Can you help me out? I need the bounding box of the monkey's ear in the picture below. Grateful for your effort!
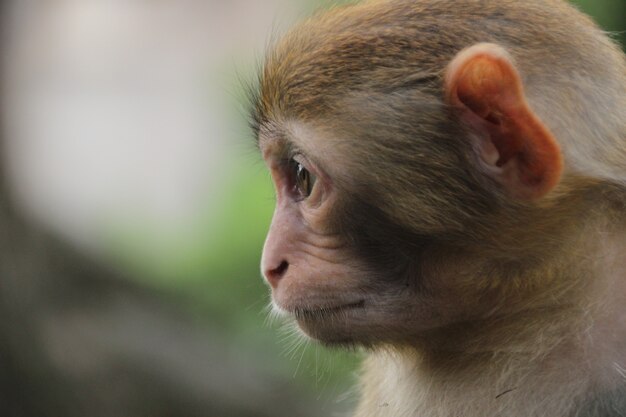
[445,43,563,200]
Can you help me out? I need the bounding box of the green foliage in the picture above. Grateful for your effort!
[571,0,626,47]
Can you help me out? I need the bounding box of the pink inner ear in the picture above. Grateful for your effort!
[445,43,563,200]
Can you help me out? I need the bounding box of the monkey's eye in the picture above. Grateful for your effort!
[289,158,316,199]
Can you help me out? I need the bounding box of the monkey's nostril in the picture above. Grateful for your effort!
[275,260,289,275]
[266,261,289,288]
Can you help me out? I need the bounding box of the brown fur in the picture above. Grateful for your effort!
[250,0,626,416]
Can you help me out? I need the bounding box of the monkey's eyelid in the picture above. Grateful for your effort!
[284,143,306,161]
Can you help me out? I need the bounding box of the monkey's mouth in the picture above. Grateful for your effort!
[292,300,365,320]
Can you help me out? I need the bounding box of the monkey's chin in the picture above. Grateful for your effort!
[290,300,365,346]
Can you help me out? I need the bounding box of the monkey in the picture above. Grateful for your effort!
[248,0,626,416]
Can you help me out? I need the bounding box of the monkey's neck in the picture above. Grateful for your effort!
[358,233,626,417]
[358,337,617,417]
[359,316,625,417]
[424,212,626,373]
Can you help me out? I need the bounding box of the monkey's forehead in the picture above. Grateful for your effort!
[250,0,600,142]
[255,6,447,124]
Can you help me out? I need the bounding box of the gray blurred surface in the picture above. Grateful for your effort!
[0,2,328,416]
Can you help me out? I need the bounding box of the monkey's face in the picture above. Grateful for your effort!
[258,122,476,346]
[259,128,368,344]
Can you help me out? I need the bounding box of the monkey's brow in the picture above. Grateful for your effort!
[258,121,286,142]
[257,124,299,157]
[254,119,284,150]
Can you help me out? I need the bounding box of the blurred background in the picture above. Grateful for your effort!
[0,1,623,416]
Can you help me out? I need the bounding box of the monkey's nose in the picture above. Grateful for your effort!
[265,260,289,288]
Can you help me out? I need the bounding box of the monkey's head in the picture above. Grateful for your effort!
[250,0,624,347]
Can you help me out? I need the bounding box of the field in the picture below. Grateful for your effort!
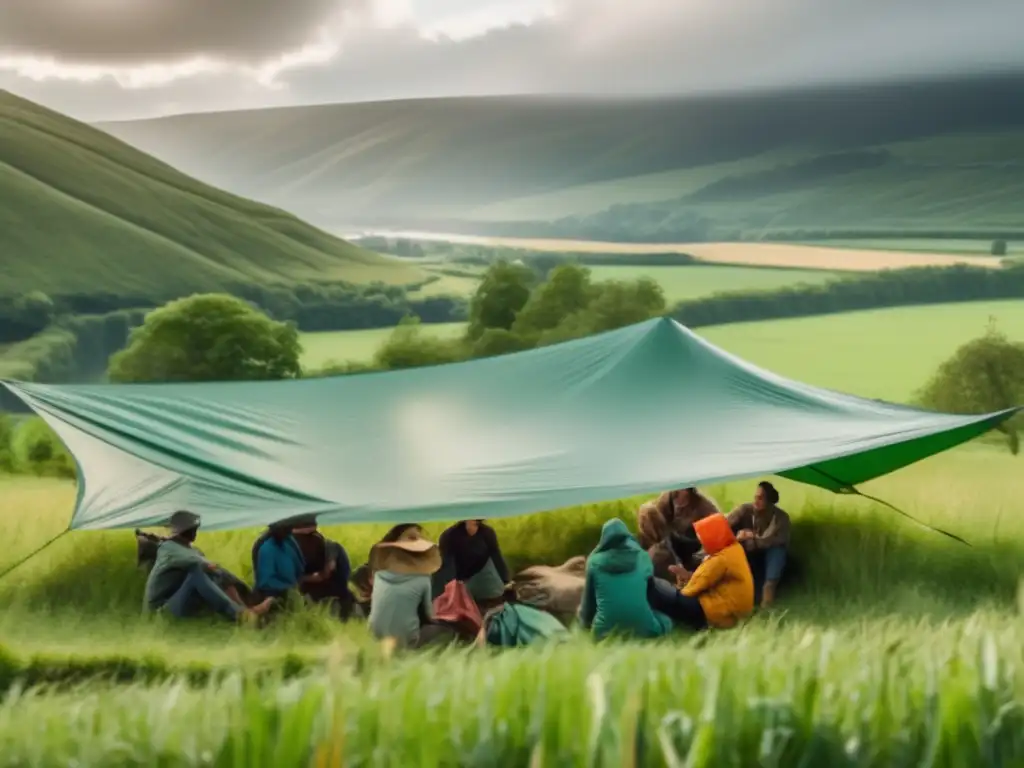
[301,301,1024,403]
[93,76,1024,239]
[0,435,1022,764]
[301,322,466,369]
[808,238,1009,255]
[404,264,837,303]
[3,298,1024,762]
[379,235,1006,271]
[0,90,422,298]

What is needed. I'd like every record printed exactly, with the pictures left out.

Solution to the exercise.
Can you help me out? I need the bounding box of the monkey's ear in the picture below. Grateful for your effort!
[445,43,563,200]
Can you help me out? I need the bounding box of the green foliage in the picture above. Grateful for your effort!
[571,0,626,47]
Can you help me out? I need the bounding box of the pink inner ear in the picture above. Grateful for your effort!
[445,43,563,200]
Can you help me out? I need the bounding box of the monkey's eye in the picture above. Grateful for your effort!
[289,158,316,199]
Can you help me out? I need the bounding box of the monkey's nostril in the picture above. Grateful for your effort!
[275,260,289,275]
[266,261,289,288]
Can you help me out? I need the bounding box of the brown fur in the picture above. Grateful for your effort!
[250,0,626,416]
Can you help me out? I need the bounding box of the monkey's eyelid in the picture above. Grateful for your effort!
[284,143,306,161]
Can you help me out? I need the bounding box of the monkey's mouth in the picture above. Grateful for your effort!
[292,300,365,320]
Can you help me out? I need the bounding box of the monkey's chin in the picture above. Grateful for your effort!
[290,300,365,346]
Can you help me out? I need the bounding box of the monkey in the picture above. Grateful for your effort!
[248,0,626,416]
Can you help me out? I need the bounding box of the monkey's neck in the picture above. Grateful for your effort!
[358,233,626,417]
[358,337,617,417]
[359,316,625,417]
[424,212,626,373]
Can you help me out? I need the bounding box of the monkey's forehead in the picture above. Grateful for your effort!
[250,0,600,142]
[255,6,447,124]
Can you help me out? I need the bounding box of the gray blurred surface in the picture above. Grateful for your effort!
[0,2,328,416]
Can you help me out? I need the bounding box of the monkey's face in the picture above. Grateful for your effort!
[258,122,476,346]
[259,128,368,344]
Can you help me out? I need the bounding box of the monkey's brow in the picture above. Grateful for your effort!
[258,121,286,142]
[257,124,299,157]
[254,119,284,150]
Can you help me out? I need the bounding box of the blurred background in the picture above. Grateful for your effort!
[0,1,623,416]
Can you help me out? I need the bounding box of the monkey's nose in the picture above. Grateful for your effort!
[265,260,289,288]
Can you help me out? I need the bounding box of the monkey's head in the picture above. Grateful for your effort!
[250,0,624,347]
Can you help me out? I need the bounding box of the field in the picture below. Grateful for your effort!
[301,301,1024,403]
[93,76,1024,239]
[0,435,1022,764]
[301,322,466,369]
[808,238,1009,255]
[404,264,837,303]
[3,298,1024,762]
[379,235,1006,271]
[0,90,422,298]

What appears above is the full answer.